§ **Exercise requirements**
Render every line of the records below as a numbered list, leaving out blank lines. Omit the pictures from your answer.

§ **Dataset records**
===============
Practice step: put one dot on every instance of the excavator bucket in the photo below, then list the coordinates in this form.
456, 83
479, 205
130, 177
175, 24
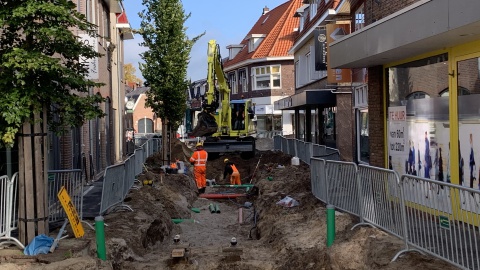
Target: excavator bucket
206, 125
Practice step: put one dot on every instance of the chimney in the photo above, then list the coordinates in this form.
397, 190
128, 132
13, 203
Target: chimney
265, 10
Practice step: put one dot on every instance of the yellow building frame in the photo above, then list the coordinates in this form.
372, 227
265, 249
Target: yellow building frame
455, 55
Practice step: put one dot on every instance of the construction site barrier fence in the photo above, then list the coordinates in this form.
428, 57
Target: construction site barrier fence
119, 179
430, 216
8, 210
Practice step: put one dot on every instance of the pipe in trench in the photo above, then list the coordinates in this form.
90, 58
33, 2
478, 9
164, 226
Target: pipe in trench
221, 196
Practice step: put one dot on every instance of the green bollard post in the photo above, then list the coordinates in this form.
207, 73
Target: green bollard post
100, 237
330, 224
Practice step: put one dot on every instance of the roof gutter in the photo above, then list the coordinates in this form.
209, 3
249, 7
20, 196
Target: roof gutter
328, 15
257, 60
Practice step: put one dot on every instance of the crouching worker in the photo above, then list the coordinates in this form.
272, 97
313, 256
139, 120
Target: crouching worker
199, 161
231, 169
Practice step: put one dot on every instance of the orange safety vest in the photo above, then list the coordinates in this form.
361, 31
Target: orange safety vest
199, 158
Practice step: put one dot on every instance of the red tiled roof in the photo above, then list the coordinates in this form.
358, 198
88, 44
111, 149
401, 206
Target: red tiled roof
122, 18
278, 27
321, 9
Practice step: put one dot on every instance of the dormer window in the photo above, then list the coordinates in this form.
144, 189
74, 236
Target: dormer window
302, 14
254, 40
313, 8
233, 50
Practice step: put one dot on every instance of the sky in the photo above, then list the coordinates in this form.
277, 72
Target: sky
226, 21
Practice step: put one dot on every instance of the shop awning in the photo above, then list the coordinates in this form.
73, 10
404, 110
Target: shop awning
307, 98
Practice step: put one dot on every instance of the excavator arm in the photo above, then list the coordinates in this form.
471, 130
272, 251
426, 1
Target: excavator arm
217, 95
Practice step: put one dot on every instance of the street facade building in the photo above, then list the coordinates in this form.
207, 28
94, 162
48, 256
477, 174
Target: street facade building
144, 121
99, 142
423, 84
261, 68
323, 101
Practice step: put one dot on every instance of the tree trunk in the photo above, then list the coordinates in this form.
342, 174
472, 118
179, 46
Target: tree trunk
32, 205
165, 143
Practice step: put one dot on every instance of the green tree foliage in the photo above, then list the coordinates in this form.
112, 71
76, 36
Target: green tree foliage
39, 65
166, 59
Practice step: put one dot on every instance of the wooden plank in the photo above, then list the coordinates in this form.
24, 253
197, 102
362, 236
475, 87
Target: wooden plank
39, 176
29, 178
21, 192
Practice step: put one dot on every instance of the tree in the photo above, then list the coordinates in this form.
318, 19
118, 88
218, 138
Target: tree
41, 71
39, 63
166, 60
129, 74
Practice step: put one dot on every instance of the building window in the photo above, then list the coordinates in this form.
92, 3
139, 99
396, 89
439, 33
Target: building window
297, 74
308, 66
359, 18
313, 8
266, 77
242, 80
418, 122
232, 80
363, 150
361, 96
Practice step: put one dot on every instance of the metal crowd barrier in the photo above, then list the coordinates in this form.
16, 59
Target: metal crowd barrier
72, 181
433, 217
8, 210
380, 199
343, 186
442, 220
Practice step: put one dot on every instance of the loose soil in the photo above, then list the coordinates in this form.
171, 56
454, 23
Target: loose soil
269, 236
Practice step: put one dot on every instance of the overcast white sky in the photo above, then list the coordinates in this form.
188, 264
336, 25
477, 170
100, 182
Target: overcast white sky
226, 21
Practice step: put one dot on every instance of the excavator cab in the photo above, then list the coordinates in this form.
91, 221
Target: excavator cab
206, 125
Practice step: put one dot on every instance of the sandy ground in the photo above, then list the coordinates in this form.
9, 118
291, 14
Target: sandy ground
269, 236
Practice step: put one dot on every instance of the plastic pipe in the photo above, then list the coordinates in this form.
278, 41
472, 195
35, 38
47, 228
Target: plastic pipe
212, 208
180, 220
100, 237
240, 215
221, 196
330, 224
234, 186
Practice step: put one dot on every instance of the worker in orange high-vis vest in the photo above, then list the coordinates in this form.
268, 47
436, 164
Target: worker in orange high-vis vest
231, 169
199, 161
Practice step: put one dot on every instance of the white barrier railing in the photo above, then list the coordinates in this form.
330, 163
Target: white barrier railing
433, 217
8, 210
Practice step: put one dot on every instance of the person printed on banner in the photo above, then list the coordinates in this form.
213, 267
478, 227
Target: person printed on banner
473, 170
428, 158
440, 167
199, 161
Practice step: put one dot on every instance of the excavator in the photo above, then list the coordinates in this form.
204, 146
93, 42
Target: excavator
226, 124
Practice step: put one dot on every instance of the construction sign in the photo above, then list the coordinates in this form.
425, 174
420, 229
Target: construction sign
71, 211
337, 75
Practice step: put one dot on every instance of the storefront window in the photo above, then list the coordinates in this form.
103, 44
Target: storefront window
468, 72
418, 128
===============
§ **Exercise solution**
1. Practice step: put one dot on every instance of the excavator bucket in the photo below, then list the coordinates in this form.
2. 456, 83
3. 479, 205
4. 130, 177
5. 175, 24
6. Target: excavator bucket
7. 206, 125
8. Practice step: put one dot on every instance of the chimney in the photo above, then list the coordinates in this form.
9. 397, 190
10. 128, 132
11. 13, 203
12. Target: chimney
13. 265, 10
14. Practice step: put one dot on every instance of the yellow building frame in the photo above, then list the coordinates in this form.
15. 372, 227
16. 265, 249
17. Target: yellow building frame
18. 455, 55
19. Practice step: put one dot on every instance of the construction site barrier fence in the photo above, then list the coordinates in this form.
20. 428, 57
21. Target: construction site barrier fence
22. 119, 179
23. 430, 216
24. 8, 210
25. Practice step: put one dot on every instance of the pipe in trench in the photo above, then list the coordinates in this form.
26. 90, 58
27. 33, 2
28. 478, 9
29. 164, 226
30. Target: pipe in trench
31. 221, 196
32. Practice step: put one dot on every instance of the green bollard post in the photo above, then list the coordinates in this form.
33. 207, 73
34. Target: green bollard post
35. 100, 237
36. 330, 224
37. Practice step: put one dot on every instance of the roof gutter in the photo above, then list the coordinates in this form.
38. 209, 3
39. 249, 7
40. 20, 196
41. Target: roof gutter
42. 328, 15
43. 257, 60
44. Practice step: put one dot on every instance of the crouching worker in the photo above, then list the coordinates in this form.
45. 272, 97
46. 313, 256
47. 139, 120
48. Target: crouching worker
49. 199, 161
50. 231, 169
51. Practice step: put one dot on every instance of the orange safety vest in the photo above, then list the coordinates in this form.
52. 361, 31
53. Target: orange safety vest
54. 199, 158
55. Practice step: put one dot on every instance of the red tiled roof in the photo above, then list the coordinates in this form.
56. 358, 198
57. 88, 44
58. 111, 149
59. 401, 206
60. Target: red tiled roof
61. 122, 18
62. 278, 27
63. 321, 9
64. Practice step: put one dot on every instance of the dormer window in the photo above, then list the coordinates in this form.
65. 144, 189
66. 74, 236
67. Target: dormer window
68. 302, 14
69. 254, 40
70. 313, 8
71. 233, 50
72. Practice step: put one dot on every instance of the sky in the photo above, then list the coordinates in this form.
73. 277, 72
74. Target: sky
75. 226, 21
76. Practice step: put one dot on every instance of the shop awning in the photo above, then list the coordinates in this form.
77. 73, 10
78. 404, 110
79. Target: shop awning
80. 307, 98
81. Practice step: put one dot on every instance of the excavator arm in the photo above, then list the coordinates in this form.
82. 471, 130
83. 272, 251
84. 426, 1
85. Target: excavator arm
86. 217, 95
87. Practice step: put one dot on every instance of the street facade building in the photo above, then list the coordinates in this form.
88. 207, 28
89. 94, 162
90. 48, 256
91. 477, 174
92. Target: street facade building
93. 144, 121
94. 99, 142
95. 423, 84
96. 261, 68
97. 323, 101
98. Practice step: put one dot on every instance of the tree trunk in the photo above, then list the coordinates in this form.
99. 342, 174
100. 472, 118
101. 179, 46
102. Target: tree trunk
103. 32, 205
104. 165, 143
105. Practice step: put one dot on every instance of the green tree foliage in the photo above, then list the coordinates in this form.
106. 112, 71
107. 76, 36
108. Target: green tree foliage
109. 39, 65
110. 166, 59
111. Practice step: put one dot on every instance of the wooden plank in the photo above, then list the coordinates in this form.
112. 24, 253
113. 197, 102
114. 362, 236
115. 475, 87
116. Target: wooden plank
117. 39, 176
118. 29, 178
119. 21, 192
120. Practice step: put one dot on every instance of the tree in the photo above, then list the coordinates in this form.
121. 318, 19
122. 118, 88
123. 218, 138
124. Target: tree
125. 41, 71
126. 39, 63
127. 166, 60
128. 129, 74
129. Practice step: put one dot on every instance of the building window in the photo above, then list the coordinates in this form.
130. 92, 3
131. 139, 99
132. 396, 89
133. 439, 33
134. Target: building window
135. 297, 74
136. 308, 66
137. 359, 18
138. 313, 8
139. 266, 77
140. 242, 80
141. 418, 122
142. 232, 80
143. 363, 150
144. 361, 96
145. Practice step: put one dot on every instance of the metal crowd barrier in the photo above, then list the coordinates in this form.
146. 16, 59
147. Target: metal crowd barrier
148. 72, 181
149. 433, 217
150. 8, 210
151. 380, 199
152. 343, 186
153. 442, 220
154. Practice step: put one dot on every instance of the loose soil in the photo above, then list the coordinates in this form.
155. 171, 56
156. 454, 23
157. Target: loose soil
158. 269, 236
159. Practice step: put one dot on every instance of the overcast white sky in the photo above, then list the coordinates in this form.
160. 188, 264
161. 336, 25
162. 477, 170
163. 100, 182
164. Target: overcast white sky
165. 226, 21
166. Practice step: put one dot on every instance of the excavator cab in the photo above, then list the coordinates in this form.
167. 91, 221
168. Target: excavator cab
169. 206, 125
170. Practice step: put one dot on every instance of the sandy ground in the photo above, then list the coordinates in this form.
171. 9, 118
172. 291, 14
173. Target: sandy ground
174. 269, 236
175. Practice step: put one dot on every instance of the plastic pipe in the photo above, then list the coordinates in this form.
176. 278, 41
177. 472, 195
178. 35, 38
179. 47, 228
180. Target: plastic pipe
181. 212, 208
182. 180, 220
183. 100, 237
184. 240, 215
185. 221, 196
186. 330, 224
187. 234, 186
188. Practice step: put one dot on every instance of the worker in orange high-vis vest in the photo above, then list the coordinates in this form.
189. 268, 47
190. 436, 164
191. Target: worker in orange high-vis vest
192. 231, 169
193. 199, 161
194. Practice step: put one dot on every instance of the white barrier railing in the photo above, then list the coordinates in this form.
195. 330, 163
196. Target: white barrier railing
197. 433, 217
198. 8, 210
199. Practice step: put one dot on every instance of the person printed on banner in the photo above, then list the coordinates in this form.
200. 213, 267
201. 478, 227
202. Target: person printed on banner
203. 473, 170
204. 428, 158
205. 440, 167
206. 199, 161
207. Practice step: put one dot on every instance of the excavator in the photo above, then list the coordinates in this form.
208. 204, 146
209. 93, 42
210. Target: excavator
211. 226, 124
212. Practice step: put one dot on every instance of the construction sign in the photo above, then list the coordinates in this form.
213. 425, 174
214. 420, 229
215. Target: construction sign
216. 71, 211
217. 337, 75
218. Practice step: put one dot on every instance of the storefront window in the photo above, then list the coordinates in this form.
219. 103, 44
220. Target: storefront window
221. 468, 72
222. 418, 128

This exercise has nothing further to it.